# Assignment A
List every television show named in the interview about the Sons of Anarchy attorney role below.
# Assignment B
In the interview about the Sons of Anarchy attorney role, which two careers does the person being interviewed say they could have had in a different life?
# Assignment C
Resume the interview about the Sons of Anarchy attorney role, picking up after its final sentence.
Supplied passage START
It hasn’t gone unnoticed that a steady stream of Deadwood actors popped up on Sons of Anarchy. And now multiple SOA characters have surfaced on Mayans M.C.

Oh, is that right?

You played a SAMCRO attorney, but would you be down for appearing on Mayans as well?

Yeah! That isn’t a show that I’ve kept up with, but I didn’t realize there was so much cross-pollination between the shows.

It’s starting to really kick in, but I shall not spoil!

I should check it out. That character, well, I always thought it would be interesting to go deeper with her because it’s super interesting to be an attorney for known criminals. The ethical line you have to walk is kind of fascinating to me. We didn’t go to all the places we could have gone in that show, but I think that situation and following the letter of the law and also serving these people, and genuinely caring about them — it was all of the intended danger of caring about them. So I was interested in the set-up for her, so she would be a fascinating character to return to. But that, too, feels like a long time ago, even though that was in the more recent past. The fun of being an actor is the road not taken. In a different life, I could have been an attorney or a psychotherapist.
Supplied passage END
Source material START
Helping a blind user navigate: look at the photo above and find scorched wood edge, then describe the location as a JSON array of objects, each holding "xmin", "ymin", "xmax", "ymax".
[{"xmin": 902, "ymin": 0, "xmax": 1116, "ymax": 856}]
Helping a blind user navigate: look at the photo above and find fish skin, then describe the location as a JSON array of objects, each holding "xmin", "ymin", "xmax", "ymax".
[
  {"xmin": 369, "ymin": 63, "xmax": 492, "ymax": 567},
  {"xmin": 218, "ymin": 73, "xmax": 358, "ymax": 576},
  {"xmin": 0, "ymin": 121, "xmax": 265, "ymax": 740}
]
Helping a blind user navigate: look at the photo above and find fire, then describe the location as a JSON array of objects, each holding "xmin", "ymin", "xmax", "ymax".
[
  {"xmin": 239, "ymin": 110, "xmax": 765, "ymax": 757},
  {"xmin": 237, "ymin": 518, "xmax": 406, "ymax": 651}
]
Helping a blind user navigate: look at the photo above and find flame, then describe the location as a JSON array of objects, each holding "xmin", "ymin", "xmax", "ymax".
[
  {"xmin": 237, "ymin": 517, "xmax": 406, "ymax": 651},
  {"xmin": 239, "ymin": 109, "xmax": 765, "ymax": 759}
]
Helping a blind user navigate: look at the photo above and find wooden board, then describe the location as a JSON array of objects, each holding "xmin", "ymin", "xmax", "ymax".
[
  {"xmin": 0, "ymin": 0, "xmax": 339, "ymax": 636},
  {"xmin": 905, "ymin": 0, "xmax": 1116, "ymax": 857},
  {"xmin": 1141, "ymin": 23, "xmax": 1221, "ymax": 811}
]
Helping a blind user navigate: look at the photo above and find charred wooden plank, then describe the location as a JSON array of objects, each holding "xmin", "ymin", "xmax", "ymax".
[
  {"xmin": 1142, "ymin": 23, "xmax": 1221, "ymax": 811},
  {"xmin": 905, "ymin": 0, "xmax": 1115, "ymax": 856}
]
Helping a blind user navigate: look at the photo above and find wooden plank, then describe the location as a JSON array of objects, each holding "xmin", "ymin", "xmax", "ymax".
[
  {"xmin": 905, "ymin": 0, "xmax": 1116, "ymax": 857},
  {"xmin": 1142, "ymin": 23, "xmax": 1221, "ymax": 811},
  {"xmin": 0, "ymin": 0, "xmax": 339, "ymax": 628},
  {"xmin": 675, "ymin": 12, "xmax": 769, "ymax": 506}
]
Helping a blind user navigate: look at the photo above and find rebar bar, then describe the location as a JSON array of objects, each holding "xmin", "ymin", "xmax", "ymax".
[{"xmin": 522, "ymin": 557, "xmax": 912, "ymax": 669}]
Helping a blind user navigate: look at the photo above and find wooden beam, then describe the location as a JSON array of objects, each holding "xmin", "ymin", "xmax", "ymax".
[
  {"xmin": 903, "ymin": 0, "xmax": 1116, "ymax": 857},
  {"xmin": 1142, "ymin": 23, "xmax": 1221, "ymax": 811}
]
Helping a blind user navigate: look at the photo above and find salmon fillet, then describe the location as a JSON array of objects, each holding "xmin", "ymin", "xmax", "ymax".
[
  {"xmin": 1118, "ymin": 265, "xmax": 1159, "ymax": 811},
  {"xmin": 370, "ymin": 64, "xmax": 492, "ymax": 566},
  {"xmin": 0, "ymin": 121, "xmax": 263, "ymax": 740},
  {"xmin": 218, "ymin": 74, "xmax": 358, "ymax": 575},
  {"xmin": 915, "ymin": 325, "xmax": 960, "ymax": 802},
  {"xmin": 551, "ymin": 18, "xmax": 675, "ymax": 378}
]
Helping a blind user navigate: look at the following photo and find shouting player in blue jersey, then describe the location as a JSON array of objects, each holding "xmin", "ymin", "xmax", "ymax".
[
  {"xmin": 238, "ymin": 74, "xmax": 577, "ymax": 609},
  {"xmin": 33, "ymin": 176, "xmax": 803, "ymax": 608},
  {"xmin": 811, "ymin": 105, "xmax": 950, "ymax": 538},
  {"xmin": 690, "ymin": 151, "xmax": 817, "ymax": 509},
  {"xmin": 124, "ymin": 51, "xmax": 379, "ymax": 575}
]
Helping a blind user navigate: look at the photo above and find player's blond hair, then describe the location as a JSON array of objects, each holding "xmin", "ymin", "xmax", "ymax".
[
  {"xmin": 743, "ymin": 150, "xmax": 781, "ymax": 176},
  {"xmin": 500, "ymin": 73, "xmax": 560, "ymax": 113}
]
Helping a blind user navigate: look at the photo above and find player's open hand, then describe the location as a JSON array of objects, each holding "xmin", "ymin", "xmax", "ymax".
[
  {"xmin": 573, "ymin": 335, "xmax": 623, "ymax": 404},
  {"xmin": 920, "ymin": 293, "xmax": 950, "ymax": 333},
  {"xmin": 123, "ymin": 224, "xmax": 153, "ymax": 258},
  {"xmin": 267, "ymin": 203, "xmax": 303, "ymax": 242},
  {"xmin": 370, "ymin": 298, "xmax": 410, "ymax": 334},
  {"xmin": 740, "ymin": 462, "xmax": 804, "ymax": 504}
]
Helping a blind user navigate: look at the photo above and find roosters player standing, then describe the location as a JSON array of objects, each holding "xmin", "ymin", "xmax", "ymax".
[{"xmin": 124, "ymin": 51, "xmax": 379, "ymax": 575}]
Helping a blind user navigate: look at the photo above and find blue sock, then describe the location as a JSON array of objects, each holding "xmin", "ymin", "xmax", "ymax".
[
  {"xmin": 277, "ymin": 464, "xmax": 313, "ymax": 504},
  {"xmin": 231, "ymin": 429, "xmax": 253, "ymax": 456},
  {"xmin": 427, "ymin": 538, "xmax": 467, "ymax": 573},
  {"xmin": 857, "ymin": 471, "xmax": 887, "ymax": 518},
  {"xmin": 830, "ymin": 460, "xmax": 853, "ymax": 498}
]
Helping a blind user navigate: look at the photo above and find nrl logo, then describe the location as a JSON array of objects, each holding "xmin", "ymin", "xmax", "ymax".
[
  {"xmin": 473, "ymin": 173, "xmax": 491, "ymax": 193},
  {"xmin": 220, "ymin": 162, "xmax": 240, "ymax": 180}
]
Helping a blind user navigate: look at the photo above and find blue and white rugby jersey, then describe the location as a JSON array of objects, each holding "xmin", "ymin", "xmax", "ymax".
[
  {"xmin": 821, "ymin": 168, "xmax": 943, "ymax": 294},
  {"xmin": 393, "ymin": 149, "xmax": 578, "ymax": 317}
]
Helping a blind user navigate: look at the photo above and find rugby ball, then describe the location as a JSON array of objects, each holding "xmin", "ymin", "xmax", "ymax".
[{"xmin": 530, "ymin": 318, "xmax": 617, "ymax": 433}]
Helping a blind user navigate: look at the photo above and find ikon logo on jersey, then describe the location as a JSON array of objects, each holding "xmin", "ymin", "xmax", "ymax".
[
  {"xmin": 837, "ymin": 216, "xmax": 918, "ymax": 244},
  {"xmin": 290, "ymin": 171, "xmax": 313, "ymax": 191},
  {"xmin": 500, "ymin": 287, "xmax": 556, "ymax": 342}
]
Source material END
# Answer space A
Deadwood, Sons of Anarchy, Mayans M.C.

# Answer space B
Attorney or psychotherapist.

# Answer space C
Speaking of that psychotherapist role, your Big Little Lies character appears in the season 2 trailer.

Yes!

I know you can’t tell us anything because Laura Dern told us the same thing, but were you surprised to see a new season happen (on a limited series) and with Meryl Streep?

I’m going to be seeing the first episode tonight at the premiere, but the gift for me is that I can’t really give [spoilers] because the material changed enough times that I’m actually not sure where things landed, so I’m going to be a very curious viewer myself. That’s cool. I have always been in the deepest admiration of Meryl. I know she’s the reason I wanted to be an actress. The entire reason — totally her fault — is because I fell in love with her acting, and the fact that our paths have gotten to cross a few times has been a tremendous gift for me. Every time I’ve encountered her, it’s been a huge lesson in everything. I got to watch a little of her work, and without saying anything about plot, her part is fascinating and complex, and as always, transformative work.

And we may have seen the last of Calamity Jane with this movie. Are you satisfied with the ending she receives?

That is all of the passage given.